Début 2022, le nombre d’heures travaillées dans le monde a connu une forte amélioration, notamment pour les professions les plus qualifiées et pour les femmes. Toutefois, ce phénomène a été tiré par une hausse des emplois informels, mettant ainsi en péril la tendance enregistrée ces quinze dernières années allant vers la formalisation. La situation a connu une dégradation dans le courant de l’année et, au troisième trimestre 2022, selon l’estimation de l’OIT, le niveau des heures travaillées était 1,5 pour cent en-dessous des niveaux atteints avant la pandémie, ce qui correspond à un déficit de 40 millions d’emplois à plein temps.

Ukraine

En plus du terrible coût humain, la guerre en Ukraine a eu des conséquences dramatiques sur l’économie et sur le marché de l’emploi du pays. Selon l’estimation de l’OIT, l’emploi en 2022 se situera 15,5 pour cent (2,4 millions d’emplois) en-dessous par rapport à 2021 au niveau d’avant le conflit, en 2021. Cette estimation n’est pas aussi basse que celle publiée par l’OIT en avril 2022, soit peu de temps après le début du conflit, qui prévoyait alors la perte de 4,8 millions d’emplois. Cette évolution positive est la conséquence de la réduction du nombre de régions en Ukraine placées sous occupation ou encore où ont lieu des combats. Cependant, cette reprise partielle du marché du travail s’avère modeste et extrêmement fragile, souligne l’Observatoire.

LES DONNÉES

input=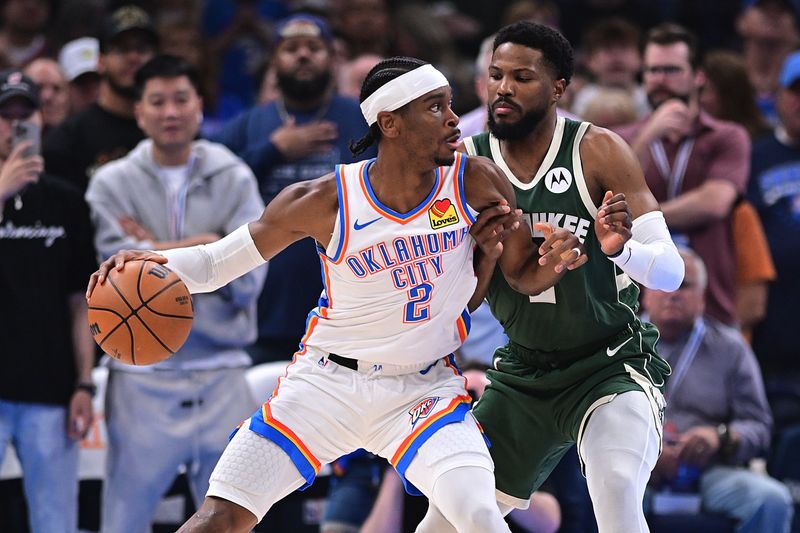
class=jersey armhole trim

ACTIVITÉ
Recopiez mot pour mot le passage de l'extrait sur l'emploi qui va de « Début 2022, le » à « à plein temps. ».

CORRIGÉ
Début 2022, le nombre d’heures travaillées dans le monde a connu une forte amélioration, notamment pour les professions les plus qualifiées et pour les femmes. Toutefois, ce phénomène a été tiré par une hausse des emplois informels, mettant ainsi en péril la tendance enregistrée ces quinze dernières années allant vers la formalisation. La situation a connu une dégradation dans le courant de l’année et, au troisième trimestre 2022, selon l’estimation de l’OIT, le niveau des heures travaillées était 1,5 pour cent en-dessous des niveaux atteints avant la pandémie, ce qui correspond à un déficit de 40 millions d’emplois à plein temps.